Whenever the word "shirt" turns up in a line below, that line should be copied.

• Data shown
★ ★ ★ ★
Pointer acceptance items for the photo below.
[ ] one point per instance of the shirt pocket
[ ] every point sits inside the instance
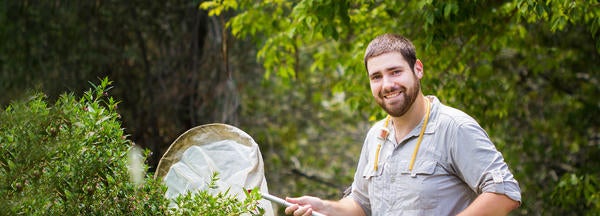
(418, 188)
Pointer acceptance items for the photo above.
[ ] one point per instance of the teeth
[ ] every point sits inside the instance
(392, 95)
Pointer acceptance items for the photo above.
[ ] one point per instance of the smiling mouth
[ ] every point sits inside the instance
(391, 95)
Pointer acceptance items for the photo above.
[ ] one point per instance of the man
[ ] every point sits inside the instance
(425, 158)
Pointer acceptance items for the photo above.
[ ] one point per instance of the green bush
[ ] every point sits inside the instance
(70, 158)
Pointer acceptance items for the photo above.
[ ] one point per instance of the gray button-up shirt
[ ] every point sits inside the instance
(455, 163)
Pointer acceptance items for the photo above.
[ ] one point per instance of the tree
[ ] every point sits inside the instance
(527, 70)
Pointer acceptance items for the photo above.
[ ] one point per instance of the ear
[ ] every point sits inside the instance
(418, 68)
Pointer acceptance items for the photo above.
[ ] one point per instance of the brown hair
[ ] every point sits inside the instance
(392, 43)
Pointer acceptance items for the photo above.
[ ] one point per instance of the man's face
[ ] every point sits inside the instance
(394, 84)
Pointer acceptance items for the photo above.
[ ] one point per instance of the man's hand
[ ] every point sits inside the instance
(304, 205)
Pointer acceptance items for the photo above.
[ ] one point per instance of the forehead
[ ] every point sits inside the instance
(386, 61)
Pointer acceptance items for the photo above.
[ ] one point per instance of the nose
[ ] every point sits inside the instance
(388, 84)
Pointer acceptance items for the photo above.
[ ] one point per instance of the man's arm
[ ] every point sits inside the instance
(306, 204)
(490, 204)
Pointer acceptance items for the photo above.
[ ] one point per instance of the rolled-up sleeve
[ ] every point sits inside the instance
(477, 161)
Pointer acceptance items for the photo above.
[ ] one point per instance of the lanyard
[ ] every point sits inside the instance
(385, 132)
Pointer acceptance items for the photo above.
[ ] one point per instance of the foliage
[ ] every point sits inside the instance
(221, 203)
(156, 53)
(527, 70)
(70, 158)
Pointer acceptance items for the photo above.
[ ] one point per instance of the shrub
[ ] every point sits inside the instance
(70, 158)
★ ★ ★ ★
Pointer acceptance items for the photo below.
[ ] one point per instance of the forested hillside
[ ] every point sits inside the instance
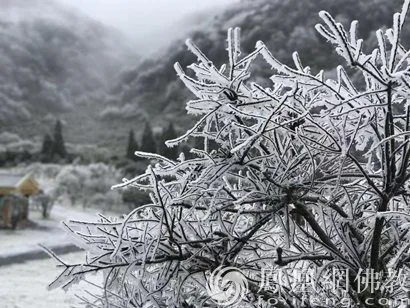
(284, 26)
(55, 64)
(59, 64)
★ ★ ★ ★
• Worked solution
[ ] one point per instance of the shirt pocket
[ ] one point per instance of the gray button-up shirt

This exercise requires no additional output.